Depois de uma vida profissional dividida entre Porto e Lisboa, Orlando Neves, o poeta, romancista, guionista, encenador, crítico de cinema e televisão, jornalista, editor, coordenador de revistas e colaborador de outras tantas, chegou à década de 90, dono da sua liberdade. Durante o seu percurso, saiu de cargos importantes, sempre que as instituições lhe punham à frente o travo amargo a ligações ao regime salazarista, sem medo, sem alaridos.

Filho de dois beirões, a mãe, Ana Loureiro, moimentense, e o pai Isíquio Neves, de Escurquela, Sernancelhe, foi nascer a Portalegre, já que o patriarca pertencia à Guarda Nacional ─ posteriormente ligado ao Trânsito ─ e esteve destacado em várias cidades de Norte a Sul, incluindo em Moimenta da Beira, onde conheceu a mulher, apesar de esta morar na altura em Lisboa. Numa das suas visitas à terra, Ana conheceu-o num baile e foi um primeiro encontro que os terá marcado, pois viria a dar em amor e casamento.

Como já referimos na primeira parte, de quatro filhos, Orlando foi o último a nascer, mas os mais velhos não passaram da infância. Só Palmira Santos, a terceira e única menina, ultrapassou as fragilidades dos primeiros anos. Um dos hábitos de família que escolheu outra cidade para morar era vir passar férias a Moimenta. O mais novo vinha às vezes. Tinham uma casa na rua do Correio Velho ─ Luís Veiga Leitão ─ e uma Quinta de que eram proprietários. Orlando estudou em várias cidades, cursou direito, mas nunca quis exercer.

_ _ _ _

*Tarefas a fazer:*
- a) Devolva o trecho do excerto sobre Orlando Neves que vai desde "Filho de dois" até "amor e casamento.", inclusive.
- b) Com base no excerto sobre Orlando Neves, responda:
(i) Em que cidade nasceu Orlando Neves?
(ii) Em que ocasião Ana Loureiro conheceu Isíquio Neves?
(iii) Que curso fez Orlando Neves?

*Dados apresentados:*
_ _ _ _

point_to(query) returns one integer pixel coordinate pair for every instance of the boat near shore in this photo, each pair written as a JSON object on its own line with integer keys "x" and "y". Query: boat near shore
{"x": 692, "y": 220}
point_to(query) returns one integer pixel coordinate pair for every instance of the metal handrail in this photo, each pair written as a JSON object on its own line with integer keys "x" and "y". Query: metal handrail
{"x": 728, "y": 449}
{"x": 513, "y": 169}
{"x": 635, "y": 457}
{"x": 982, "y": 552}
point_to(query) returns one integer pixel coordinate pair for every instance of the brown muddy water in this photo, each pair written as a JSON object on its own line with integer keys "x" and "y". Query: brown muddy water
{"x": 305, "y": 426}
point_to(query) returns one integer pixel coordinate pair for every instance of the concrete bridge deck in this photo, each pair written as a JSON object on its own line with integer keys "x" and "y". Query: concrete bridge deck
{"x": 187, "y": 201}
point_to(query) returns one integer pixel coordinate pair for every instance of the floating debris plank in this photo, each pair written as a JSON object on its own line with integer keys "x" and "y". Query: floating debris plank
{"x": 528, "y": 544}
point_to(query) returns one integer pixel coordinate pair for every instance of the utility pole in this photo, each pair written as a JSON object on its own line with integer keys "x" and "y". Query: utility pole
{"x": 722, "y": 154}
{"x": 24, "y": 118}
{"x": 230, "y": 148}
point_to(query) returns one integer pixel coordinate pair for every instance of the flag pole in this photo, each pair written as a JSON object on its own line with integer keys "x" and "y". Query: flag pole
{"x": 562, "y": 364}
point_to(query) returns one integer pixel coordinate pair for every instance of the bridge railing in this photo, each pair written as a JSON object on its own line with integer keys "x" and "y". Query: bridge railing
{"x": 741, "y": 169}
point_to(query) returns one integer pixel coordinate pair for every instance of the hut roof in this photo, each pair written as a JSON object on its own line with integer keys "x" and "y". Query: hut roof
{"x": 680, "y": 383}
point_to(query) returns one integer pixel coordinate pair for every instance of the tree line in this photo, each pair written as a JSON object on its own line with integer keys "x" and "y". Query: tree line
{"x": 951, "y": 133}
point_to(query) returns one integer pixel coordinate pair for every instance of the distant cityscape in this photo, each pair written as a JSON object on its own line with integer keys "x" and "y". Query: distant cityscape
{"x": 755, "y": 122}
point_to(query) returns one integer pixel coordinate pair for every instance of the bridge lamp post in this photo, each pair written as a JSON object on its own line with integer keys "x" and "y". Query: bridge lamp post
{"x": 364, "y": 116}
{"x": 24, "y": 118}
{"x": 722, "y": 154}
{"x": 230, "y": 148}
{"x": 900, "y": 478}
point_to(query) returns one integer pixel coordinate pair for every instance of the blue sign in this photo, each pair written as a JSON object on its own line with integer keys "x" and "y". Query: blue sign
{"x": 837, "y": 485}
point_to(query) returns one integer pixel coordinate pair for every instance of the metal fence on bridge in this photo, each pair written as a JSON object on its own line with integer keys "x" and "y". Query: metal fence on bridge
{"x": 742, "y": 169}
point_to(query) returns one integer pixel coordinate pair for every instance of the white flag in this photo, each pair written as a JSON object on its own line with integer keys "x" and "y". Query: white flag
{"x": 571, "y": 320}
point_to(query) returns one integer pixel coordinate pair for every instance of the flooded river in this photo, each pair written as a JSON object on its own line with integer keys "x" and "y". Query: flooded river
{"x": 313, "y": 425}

_ _ _ _

*Respostas:*
- a)
Filho de dois beirões, a mãe, Ana Loureiro, moimentense, e o pai Isíquio Neves, de Escurquela, Sernancelhe, foi nascer a Portalegre, já que o patriarca pertencia à Guarda Nacional ─ posteriormente ligado ao Trânsito ─ e esteve destacado em várias cidades de Norte a Sul, incluindo em Moimenta da Beira, onde conheceu a mulher, apesar de esta morar na altura em Lisboa. Numa das suas visitas à terra, Ana conheceu-o num baile e foi um primeiro encontro que os terá marcado, pois viria a dar em amor e casamento.

- b)
(i) Em Portalegre.
(ii) Num baile, numa das suas visitas à terra.
(iii) Direito.